Requirement - From the listing below, pick out every line that contains the string "hummingbird" and copy each one. Matching is case-sensitive.

Dataset entries -
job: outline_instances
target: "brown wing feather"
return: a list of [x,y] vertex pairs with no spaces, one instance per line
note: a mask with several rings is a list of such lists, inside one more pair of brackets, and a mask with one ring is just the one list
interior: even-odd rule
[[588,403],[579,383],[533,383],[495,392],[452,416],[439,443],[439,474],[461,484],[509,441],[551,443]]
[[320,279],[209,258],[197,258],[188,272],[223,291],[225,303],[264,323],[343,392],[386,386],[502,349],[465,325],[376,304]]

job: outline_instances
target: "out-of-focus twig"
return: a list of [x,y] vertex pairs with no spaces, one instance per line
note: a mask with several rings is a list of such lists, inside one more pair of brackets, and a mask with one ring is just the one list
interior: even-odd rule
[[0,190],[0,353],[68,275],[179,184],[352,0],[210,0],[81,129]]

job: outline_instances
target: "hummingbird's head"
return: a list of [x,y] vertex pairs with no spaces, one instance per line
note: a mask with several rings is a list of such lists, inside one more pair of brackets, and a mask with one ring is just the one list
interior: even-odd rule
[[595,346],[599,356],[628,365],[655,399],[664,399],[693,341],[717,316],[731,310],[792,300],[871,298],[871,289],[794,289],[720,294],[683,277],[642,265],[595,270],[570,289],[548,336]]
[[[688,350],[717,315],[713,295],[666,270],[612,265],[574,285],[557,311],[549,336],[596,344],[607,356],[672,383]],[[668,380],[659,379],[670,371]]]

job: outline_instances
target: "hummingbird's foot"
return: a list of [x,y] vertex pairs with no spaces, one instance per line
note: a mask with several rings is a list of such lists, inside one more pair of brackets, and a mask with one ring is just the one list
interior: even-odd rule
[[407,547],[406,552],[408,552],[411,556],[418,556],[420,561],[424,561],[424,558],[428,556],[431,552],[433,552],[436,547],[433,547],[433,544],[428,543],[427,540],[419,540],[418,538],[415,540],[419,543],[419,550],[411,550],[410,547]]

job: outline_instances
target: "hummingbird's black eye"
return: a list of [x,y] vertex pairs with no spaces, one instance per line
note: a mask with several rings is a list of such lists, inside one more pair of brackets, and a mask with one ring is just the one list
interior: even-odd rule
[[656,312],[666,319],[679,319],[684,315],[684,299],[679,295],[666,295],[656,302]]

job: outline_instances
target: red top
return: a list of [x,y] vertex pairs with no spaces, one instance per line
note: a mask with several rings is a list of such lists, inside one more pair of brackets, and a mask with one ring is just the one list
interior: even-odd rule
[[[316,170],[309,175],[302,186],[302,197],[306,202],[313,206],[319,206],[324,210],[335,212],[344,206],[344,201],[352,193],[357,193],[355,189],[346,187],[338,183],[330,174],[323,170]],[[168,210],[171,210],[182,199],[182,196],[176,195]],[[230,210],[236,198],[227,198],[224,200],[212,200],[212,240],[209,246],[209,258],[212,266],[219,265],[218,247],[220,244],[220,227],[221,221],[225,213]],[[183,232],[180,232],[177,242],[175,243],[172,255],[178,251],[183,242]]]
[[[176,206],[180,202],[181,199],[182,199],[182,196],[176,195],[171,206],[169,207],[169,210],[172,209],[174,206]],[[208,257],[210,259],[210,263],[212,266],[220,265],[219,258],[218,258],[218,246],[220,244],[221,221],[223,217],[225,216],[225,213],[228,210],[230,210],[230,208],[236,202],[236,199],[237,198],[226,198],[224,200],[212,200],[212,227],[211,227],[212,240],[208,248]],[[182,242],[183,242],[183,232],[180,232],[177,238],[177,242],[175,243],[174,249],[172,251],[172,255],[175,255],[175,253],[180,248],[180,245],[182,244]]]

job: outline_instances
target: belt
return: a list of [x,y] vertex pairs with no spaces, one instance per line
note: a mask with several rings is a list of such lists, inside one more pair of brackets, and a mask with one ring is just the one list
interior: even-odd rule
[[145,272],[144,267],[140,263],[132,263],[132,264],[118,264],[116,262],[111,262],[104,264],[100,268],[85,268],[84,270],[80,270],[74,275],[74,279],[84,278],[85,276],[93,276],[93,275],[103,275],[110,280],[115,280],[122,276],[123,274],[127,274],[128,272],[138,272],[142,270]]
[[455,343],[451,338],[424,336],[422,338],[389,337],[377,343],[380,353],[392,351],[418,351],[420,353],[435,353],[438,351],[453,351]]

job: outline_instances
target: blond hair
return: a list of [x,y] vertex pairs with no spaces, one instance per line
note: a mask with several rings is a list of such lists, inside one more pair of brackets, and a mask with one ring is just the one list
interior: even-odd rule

Response -
target: "hummingbird's head"
target: "hummingbird's foot"
target: "hummingbird's black eye"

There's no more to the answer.